◆ **DIRECTIONS**: Copy out every line of the material below word for word, changing nothing.

◆ **RECORDS SUPPLIED**:

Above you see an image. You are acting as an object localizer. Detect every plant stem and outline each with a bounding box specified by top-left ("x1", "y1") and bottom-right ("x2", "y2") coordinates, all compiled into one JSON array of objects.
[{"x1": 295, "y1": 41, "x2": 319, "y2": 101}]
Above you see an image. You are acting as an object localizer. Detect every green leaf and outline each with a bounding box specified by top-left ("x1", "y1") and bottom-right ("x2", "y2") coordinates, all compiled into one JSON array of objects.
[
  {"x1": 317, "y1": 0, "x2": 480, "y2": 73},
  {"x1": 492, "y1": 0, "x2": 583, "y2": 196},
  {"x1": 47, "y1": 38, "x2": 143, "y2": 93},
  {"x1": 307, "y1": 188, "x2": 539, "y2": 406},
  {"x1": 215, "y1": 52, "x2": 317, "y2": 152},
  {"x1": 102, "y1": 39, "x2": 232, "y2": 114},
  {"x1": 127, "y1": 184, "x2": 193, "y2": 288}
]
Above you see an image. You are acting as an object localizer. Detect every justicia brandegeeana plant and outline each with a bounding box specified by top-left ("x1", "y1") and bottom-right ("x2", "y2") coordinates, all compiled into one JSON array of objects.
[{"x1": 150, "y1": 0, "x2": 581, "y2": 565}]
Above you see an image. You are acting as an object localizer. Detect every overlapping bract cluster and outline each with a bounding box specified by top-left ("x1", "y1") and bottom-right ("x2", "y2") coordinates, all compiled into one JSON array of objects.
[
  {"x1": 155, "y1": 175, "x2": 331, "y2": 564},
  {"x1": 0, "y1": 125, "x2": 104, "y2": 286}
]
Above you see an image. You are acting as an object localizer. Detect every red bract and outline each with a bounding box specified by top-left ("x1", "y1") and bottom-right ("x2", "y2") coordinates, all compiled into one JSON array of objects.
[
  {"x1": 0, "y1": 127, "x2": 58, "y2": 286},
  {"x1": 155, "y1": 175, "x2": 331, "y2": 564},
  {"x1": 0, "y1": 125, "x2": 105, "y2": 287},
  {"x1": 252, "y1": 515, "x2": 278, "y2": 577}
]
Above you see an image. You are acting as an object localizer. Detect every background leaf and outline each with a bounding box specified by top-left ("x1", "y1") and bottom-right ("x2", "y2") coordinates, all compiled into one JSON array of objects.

◆ **EXERCISE RESULT**:
Above you see an image. You are acting as an object localizer. Detect every plant stem and outline each with a bounding box specified by top-left ("x1", "y1") and bottom-right ("x2", "y2") coordinates, all compiled into one JSON array of objects.
[{"x1": 295, "y1": 41, "x2": 319, "y2": 101}]
Above you see an image. You are acting as an object localizer. Detect every green leaf and outline each with a bounding box specified by top-left ("x1", "y1") and bottom-right ("x2", "y2") coordinates, all compiled into one JSON array of objects.
[
  {"x1": 317, "y1": 0, "x2": 480, "y2": 73},
  {"x1": 492, "y1": 0, "x2": 583, "y2": 196},
  {"x1": 47, "y1": 38, "x2": 143, "y2": 93},
  {"x1": 307, "y1": 188, "x2": 539, "y2": 406},
  {"x1": 215, "y1": 52, "x2": 317, "y2": 152},
  {"x1": 102, "y1": 39, "x2": 232, "y2": 114},
  {"x1": 127, "y1": 184, "x2": 193, "y2": 288}
]
Above you see an image. You are acting as an object localizer. Detect every justicia brandegeeana plant and outline each with a bounding box specified by top-left ("x1", "y1") and bottom-right ("x2", "y2") coordinates, all compiled into one JSON array of objects.
[{"x1": 150, "y1": 0, "x2": 581, "y2": 565}]
Above you see an image. You are acting as an object localizer. Detect every overlapping bract cluster and outline each with a bounding box specified by top-left ("x1", "y1") and bottom-right ("x2", "y2") coordinates, all compiled into one JSON array of objects.
[
  {"x1": 155, "y1": 175, "x2": 331, "y2": 564},
  {"x1": 0, "y1": 125, "x2": 104, "y2": 286}
]
Above you see an image. You are acting as an object localizer. Detect every red bract and outline each with a bounding box specified by top-left ("x1", "y1") and bottom-right ("x2", "y2") coordinates, all compiled into one JSON array of objects.
[
  {"x1": 0, "y1": 127, "x2": 58, "y2": 286},
  {"x1": 155, "y1": 175, "x2": 331, "y2": 564},
  {"x1": 0, "y1": 125, "x2": 105, "y2": 287},
  {"x1": 252, "y1": 515, "x2": 278, "y2": 577}
]
Above you see an image. You are acting as an object localizer. Detect every background leaf and outline each with a bounding box specified by top-left ("x1", "y1") and bottom-right ("x2", "y2") coordinates, all compiled into one JSON array of objects.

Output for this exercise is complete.